++++ DATA SECTION ++++

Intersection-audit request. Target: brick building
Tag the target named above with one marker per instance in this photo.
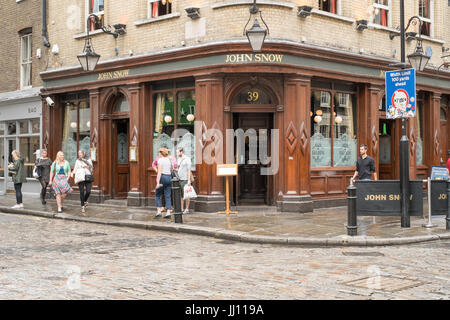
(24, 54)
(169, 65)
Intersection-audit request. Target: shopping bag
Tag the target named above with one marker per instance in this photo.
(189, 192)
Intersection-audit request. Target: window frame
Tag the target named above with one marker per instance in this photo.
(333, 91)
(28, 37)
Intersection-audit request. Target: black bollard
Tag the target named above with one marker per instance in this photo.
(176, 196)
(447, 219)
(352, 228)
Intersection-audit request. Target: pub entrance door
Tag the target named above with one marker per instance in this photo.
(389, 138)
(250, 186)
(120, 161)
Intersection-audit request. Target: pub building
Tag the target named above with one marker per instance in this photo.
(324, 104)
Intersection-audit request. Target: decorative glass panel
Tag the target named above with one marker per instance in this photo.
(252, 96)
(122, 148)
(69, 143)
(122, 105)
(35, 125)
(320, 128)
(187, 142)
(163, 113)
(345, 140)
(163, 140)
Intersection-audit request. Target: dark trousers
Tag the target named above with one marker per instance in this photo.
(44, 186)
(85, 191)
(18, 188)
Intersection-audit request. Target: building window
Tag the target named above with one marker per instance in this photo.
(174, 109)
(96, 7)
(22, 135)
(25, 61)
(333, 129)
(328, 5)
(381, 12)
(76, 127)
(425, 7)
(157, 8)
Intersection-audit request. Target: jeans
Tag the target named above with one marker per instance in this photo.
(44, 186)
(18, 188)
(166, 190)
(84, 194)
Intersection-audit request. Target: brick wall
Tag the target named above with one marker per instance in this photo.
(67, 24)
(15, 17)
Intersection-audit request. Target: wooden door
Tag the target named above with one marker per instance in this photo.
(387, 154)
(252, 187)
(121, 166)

++++
++++ DATA SECTION ++++

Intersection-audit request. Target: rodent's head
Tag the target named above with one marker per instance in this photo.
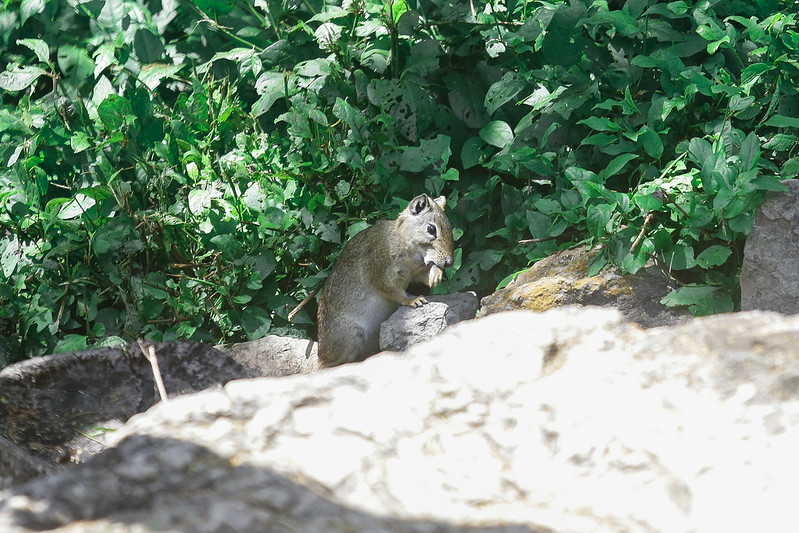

++++

Locate each line in the items above that contains the string "door", treating uppercase and lowercase letters as distinct, and copy those lines.

Intersection-audit request. Target: pub entrance door
Intersection-audit request. Target: wooden door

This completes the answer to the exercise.